## BEGIN Data to use
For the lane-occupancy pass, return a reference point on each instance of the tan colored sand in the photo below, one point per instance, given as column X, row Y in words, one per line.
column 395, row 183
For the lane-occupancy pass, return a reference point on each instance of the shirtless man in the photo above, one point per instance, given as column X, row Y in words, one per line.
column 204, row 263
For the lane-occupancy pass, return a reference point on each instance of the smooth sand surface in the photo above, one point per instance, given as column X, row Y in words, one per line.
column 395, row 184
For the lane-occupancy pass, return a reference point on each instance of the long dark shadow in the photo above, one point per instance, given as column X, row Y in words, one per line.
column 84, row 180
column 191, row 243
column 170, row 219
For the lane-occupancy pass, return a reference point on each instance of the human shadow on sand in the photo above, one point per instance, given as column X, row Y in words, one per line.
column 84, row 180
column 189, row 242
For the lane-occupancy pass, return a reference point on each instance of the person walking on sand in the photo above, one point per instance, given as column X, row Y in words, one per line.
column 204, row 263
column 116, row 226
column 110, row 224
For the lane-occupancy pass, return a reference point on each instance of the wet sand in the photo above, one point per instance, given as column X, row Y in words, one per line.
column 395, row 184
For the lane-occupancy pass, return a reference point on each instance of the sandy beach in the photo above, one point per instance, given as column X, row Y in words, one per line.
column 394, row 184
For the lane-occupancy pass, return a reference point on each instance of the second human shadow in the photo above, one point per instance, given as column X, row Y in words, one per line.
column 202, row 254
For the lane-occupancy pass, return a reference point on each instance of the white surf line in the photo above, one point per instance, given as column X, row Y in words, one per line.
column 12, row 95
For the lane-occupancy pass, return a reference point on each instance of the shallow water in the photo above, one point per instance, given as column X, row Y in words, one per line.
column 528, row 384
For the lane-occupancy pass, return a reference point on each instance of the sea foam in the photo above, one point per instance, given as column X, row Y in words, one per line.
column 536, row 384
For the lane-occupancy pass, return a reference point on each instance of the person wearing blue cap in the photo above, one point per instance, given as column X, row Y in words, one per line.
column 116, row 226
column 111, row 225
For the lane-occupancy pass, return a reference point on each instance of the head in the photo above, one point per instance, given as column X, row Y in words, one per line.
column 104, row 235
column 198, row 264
## END Data to use
Please output the entries above, every line exactly as it reads.

For the lane-occupancy pass, return a reference point on each instance of the tan colored sand in the photo below, one point per instance, given as column X, row Y in words, one per line.
column 395, row 183
For the lane-occupancy pass, return a reference point on each instance of the shirtless man in the photo above, one point per instance, given as column X, row Y in words, one per line.
column 204, row 263
For the lane-occupancy pass, return a reference point on each instance of the smooth sand surface in the photo above, one point per instance, given as column X, row Y in words, one per line.
column 395, row 184
For the lane-occupancy pass, return a reference point on each instance of the long dark shadow in the photo above, one point per instance, given as column X, row Y in words, one per line.
column 84, row 180
column 191, row 243
column 170, row 219
For the lane-occupancy pass, return a reference point on each instance of the human shadow on sand in the photo above, one point per instance, given as column X, row Y in words, one per line.
column 84, row 180
column 189, row 242
For the lane-occupancy pass, return a reference point on each instance of the person walking on sand in the photo above, one point per instance, given as column X, row Y in words, one per line.
column 204, row 263
column 116, row 226
column 110, row 224
For the lane-occupancy pass, return a reference point on each instance of the wet sand in the photo above, one point per instance, given as column X, row Y in words, one per line.
column 395, row 184
For the lane-occupancy pass, return a reference point on each instance of the sandy beach in the photo above, one point per instance, given as column X, row Y in words, one per line.
column 394, row 184
For the lane-occupancy pass, return a reference point on each instance of the second human shadow in the photo above, one point per instance, given as column X, row Y in words, one per line.
column 202, row 254
For the lane-occupancy pass, return a reference point on each instance of the white surf line in the photo above, one point per instance, given as column X, row Y in words, one per line.
column 12, row 95
For the lane-occupancy pass, return a reference point on each instance of the shallow water in the photo above, one point per instance, given as column X, row Y in words, one per line.
column 528, row 384
For the lane-occupancy pass, return a reference point on each instance of the sea foam in the photo above, one point per instance, given as column X, row Y in words, one per line.
column 536, row 384
For the lane-occupancy pass, return a reference point on each instance of the person wearing blue cap in the photo above, one point per instance, given as column X, row Y in words, one per line.
column 116, row 226
column 111, row 225
For the lane-occupancy pass, return a reference point on each instance of the head in the photo above, one point per instance, given as column X, row Y in words, one per line.
column 104, row 235
column 198, row 264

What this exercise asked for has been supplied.